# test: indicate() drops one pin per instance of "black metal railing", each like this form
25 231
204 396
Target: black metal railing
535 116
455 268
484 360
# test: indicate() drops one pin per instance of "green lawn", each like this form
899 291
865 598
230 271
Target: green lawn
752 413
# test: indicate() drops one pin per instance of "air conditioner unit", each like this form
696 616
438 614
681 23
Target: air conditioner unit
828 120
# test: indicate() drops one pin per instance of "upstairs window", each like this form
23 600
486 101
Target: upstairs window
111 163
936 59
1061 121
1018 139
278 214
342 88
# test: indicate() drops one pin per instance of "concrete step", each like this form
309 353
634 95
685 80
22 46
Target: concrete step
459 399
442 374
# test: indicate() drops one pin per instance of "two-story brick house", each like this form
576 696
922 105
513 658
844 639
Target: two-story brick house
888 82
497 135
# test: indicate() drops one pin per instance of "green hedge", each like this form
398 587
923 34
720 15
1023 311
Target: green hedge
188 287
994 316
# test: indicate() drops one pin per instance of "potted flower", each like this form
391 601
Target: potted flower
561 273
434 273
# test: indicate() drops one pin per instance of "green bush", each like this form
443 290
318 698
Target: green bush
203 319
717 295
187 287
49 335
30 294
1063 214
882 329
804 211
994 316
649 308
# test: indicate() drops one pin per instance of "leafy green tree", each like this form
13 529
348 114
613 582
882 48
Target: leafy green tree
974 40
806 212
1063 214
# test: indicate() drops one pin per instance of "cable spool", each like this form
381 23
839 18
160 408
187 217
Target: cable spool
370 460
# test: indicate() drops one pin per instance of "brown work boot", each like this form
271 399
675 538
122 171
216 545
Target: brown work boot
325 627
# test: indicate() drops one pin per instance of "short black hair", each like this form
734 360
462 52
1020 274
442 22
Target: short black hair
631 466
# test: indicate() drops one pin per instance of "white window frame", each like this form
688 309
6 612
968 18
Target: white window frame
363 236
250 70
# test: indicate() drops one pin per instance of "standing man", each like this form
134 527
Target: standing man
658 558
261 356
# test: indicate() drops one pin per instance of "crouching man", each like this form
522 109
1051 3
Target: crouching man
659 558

=== Task ===
Write all of the records out again exactly.

=== Result for this task ===
# test: indicate() drops one pin per instance of "black metal railing", each like this form
25 231
204 396
Target: black metal railing
535 116
455 268
484 360
# test: indicate() drops one pin per instance of "green lawn", each like this form
899 291
865 598
230 271
Target: green lawn
752 413
# test: indicate() drops one pin per instance of "air conditioner unit", each like this form
696 616
438 614
681 23
Target: air conditioner unit
828 120
# test: indicate() drops one pin per instance of "upstairs window", each like this form
23 600
486 101
Target: upstairs window
111 163
936 59
1061 121
1018 139
278 214
342 88
# test: indicate() drops one pin per instance of "concrete step", each like this form
309 353
634 95
685 80
22 46
Target: concrete step
459 399
442 374
# test: indicate() drops one pin per instance of "two-story brick house", each like this form
576 696
922 105
513 658
844 639
Target: two-story brick house
888 82
497 135
# test: indicate() drops one pin per instance of "green hedge", each like this form
398 587
923 34
720 15
1023 311
Target: green hedge
188 287
994 316
# test: indicate() drops one pin per instance of "potted flower", each like this form
391 601
Target: potted flower
561 273
434 273
# test: indicate() drops one pin per instance of "green bush", each like this form
443 290
318 698
Target: green bush
203 319
717 295
187 287
49 335
30 294
1063 214
882 329
804 211
994 316
649 308
# test: indicate() drops one pin per instance of "leafy green tree", each like this form
13 529
348 114
613 582
882 48
Target: leafy green tree
974 40
806 212
1063 214
# test: indicate() drops one pin per instance of "cable spool", each like this form
381 23
839 18
160 408
187 217
Target: cable spool
370 460
# test: indicate() drops one pin per instance of "brown work boot", each like this form
271 399
675 538
122 171
216 545
Target: brown work boot
325 627
# test: indicate() drops one pin per instance of "short black hair", each like this form
734 360
462 52
1020 274
442 22
Target: short black hair
631 466
# test: indicate() drops one pin per instance of "white window frame", each like this form
688 309
6 612
968 18
Target: white window frame
363 236
250 70
# test: indicate() drops one pin per instance of "standing man", each like this form
134 527
Target: standing man
658 558
261 356
# test: indicate() drops one pin per instance of "crouching man", each like this form
522 109
1051 3
Target: crouching man
659 558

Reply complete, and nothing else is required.